* What is required
Where does "below" occur in the listing? Copy every line that holds it.
++++++++
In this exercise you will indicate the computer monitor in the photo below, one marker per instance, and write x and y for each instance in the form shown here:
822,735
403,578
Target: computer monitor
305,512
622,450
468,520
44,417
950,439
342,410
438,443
++++++++
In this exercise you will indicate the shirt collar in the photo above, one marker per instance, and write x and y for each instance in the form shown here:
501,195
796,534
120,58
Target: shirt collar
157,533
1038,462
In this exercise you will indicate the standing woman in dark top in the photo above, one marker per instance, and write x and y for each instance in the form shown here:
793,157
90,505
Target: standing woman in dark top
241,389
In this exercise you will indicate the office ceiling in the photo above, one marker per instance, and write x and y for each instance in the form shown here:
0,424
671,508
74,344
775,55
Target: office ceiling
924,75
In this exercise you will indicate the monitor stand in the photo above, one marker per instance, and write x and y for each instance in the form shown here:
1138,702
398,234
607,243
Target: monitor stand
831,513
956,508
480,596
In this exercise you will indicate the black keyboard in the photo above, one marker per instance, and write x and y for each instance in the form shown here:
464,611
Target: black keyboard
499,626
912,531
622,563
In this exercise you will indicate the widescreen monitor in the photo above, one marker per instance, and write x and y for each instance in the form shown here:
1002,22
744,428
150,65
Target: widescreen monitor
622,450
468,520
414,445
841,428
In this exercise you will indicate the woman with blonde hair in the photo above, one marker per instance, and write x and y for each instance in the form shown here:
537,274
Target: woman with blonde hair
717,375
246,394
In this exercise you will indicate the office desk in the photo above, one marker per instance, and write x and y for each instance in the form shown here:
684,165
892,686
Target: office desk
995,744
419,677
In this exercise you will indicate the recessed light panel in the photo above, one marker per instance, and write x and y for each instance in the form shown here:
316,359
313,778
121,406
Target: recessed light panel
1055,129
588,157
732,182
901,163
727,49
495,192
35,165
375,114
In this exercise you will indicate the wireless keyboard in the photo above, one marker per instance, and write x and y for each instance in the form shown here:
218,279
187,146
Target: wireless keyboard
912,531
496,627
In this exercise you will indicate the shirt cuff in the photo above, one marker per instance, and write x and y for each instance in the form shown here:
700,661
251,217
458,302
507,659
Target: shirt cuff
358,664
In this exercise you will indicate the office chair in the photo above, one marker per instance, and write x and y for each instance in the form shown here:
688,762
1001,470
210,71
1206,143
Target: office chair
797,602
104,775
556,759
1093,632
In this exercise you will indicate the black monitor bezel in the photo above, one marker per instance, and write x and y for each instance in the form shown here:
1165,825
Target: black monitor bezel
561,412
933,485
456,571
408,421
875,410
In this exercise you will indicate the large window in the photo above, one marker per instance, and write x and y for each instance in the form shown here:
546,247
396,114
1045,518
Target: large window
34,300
++++++++
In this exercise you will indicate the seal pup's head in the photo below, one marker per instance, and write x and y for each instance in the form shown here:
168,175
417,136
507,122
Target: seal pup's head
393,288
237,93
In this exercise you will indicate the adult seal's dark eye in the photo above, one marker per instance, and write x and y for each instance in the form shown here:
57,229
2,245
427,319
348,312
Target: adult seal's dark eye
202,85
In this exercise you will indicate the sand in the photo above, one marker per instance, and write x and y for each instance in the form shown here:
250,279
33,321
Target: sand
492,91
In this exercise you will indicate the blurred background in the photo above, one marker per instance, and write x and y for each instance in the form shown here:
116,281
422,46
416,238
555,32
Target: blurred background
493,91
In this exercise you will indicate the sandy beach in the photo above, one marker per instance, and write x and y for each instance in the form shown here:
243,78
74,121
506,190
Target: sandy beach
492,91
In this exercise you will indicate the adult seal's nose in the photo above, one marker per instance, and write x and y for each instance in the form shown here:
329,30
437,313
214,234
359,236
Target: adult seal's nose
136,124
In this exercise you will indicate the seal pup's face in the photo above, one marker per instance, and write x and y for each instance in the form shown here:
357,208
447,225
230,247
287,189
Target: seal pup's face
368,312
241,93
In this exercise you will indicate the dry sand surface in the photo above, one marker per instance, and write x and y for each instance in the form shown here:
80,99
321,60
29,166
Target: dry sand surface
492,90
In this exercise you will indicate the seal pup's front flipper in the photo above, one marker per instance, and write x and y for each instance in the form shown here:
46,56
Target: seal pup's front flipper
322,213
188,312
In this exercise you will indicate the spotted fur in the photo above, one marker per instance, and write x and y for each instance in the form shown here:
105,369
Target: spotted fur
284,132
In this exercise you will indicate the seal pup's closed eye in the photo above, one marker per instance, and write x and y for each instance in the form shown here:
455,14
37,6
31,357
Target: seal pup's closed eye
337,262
++++++++
* Result for this task
In this exercise you will indicate the computer monitor in the photo below, one marker per instance, and write x and y for each instance in the form shown here:
In this exercise you will indicate the seal pup's head in the photo below, one marker per instance, and write x and y for each instance in the form shown here:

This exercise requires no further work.